WHAT YOU HAVE TO DO:
Search the data below for "instance" and report how many lines contain it, with no other text.

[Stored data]
■ ■ ■ ■ ■

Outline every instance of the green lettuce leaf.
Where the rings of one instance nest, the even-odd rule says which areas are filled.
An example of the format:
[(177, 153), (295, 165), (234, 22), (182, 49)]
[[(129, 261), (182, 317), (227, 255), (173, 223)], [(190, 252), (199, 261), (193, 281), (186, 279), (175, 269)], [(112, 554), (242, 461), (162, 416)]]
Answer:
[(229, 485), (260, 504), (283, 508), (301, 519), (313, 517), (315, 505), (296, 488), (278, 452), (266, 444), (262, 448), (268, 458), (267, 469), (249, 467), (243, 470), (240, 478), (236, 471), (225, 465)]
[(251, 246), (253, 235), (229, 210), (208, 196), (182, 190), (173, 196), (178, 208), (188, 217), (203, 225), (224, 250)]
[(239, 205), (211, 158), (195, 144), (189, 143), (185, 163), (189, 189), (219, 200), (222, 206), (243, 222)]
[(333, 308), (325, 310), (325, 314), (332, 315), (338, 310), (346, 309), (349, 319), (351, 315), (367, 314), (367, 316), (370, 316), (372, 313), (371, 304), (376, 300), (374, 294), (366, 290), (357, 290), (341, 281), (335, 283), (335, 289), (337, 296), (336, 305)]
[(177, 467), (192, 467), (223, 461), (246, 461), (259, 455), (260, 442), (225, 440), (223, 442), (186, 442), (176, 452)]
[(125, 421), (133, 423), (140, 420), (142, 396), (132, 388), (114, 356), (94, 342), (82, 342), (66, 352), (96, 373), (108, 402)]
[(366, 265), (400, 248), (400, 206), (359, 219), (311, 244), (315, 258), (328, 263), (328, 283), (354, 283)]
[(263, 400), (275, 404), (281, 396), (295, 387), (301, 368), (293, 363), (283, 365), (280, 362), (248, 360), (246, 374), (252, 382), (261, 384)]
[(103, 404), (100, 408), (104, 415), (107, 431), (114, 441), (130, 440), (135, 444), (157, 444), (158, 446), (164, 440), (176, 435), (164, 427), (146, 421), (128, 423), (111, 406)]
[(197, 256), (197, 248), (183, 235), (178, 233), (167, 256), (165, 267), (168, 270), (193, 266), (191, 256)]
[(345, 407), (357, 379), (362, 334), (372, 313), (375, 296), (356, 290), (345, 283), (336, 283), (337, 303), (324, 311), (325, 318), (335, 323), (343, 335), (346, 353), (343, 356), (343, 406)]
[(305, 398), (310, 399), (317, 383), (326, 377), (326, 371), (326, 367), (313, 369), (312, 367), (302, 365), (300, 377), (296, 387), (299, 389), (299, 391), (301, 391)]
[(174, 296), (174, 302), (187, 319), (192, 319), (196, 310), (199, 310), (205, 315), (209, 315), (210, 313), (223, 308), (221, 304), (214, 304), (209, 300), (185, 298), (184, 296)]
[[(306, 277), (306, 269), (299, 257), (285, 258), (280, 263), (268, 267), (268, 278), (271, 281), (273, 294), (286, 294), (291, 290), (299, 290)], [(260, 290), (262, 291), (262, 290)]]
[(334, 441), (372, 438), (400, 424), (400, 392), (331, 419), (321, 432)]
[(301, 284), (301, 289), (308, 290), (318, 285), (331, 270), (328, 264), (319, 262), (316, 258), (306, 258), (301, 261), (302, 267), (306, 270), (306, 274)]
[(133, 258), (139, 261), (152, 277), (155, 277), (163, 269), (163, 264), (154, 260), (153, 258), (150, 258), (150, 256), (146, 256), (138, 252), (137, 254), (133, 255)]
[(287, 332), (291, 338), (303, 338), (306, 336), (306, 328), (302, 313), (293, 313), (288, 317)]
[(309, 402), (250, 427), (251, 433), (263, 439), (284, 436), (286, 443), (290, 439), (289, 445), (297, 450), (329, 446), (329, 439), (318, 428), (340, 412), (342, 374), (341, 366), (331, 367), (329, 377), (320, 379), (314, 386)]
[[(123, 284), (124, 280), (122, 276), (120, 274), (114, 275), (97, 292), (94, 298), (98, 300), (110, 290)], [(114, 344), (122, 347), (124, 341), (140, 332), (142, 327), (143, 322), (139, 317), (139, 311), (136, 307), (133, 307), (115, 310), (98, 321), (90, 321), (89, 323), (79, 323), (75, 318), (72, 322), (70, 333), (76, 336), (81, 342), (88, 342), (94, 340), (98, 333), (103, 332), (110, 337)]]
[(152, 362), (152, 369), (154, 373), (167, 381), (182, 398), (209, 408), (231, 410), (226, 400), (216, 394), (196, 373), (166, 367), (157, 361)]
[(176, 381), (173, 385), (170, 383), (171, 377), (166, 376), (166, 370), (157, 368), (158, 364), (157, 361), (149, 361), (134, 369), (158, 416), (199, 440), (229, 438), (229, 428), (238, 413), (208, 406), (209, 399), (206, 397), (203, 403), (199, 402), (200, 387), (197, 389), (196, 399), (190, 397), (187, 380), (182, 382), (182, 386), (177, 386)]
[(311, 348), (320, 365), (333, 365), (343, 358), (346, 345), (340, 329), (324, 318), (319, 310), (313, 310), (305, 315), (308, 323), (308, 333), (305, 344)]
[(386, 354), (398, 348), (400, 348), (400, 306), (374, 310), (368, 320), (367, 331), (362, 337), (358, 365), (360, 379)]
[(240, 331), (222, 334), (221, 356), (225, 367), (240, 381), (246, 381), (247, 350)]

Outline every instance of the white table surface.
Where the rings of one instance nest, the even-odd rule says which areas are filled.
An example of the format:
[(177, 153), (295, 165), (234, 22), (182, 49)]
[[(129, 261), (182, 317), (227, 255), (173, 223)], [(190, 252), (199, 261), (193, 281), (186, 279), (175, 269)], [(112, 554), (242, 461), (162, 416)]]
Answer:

■ ■ ■ ■ ■

EXERCISE RESULT:
4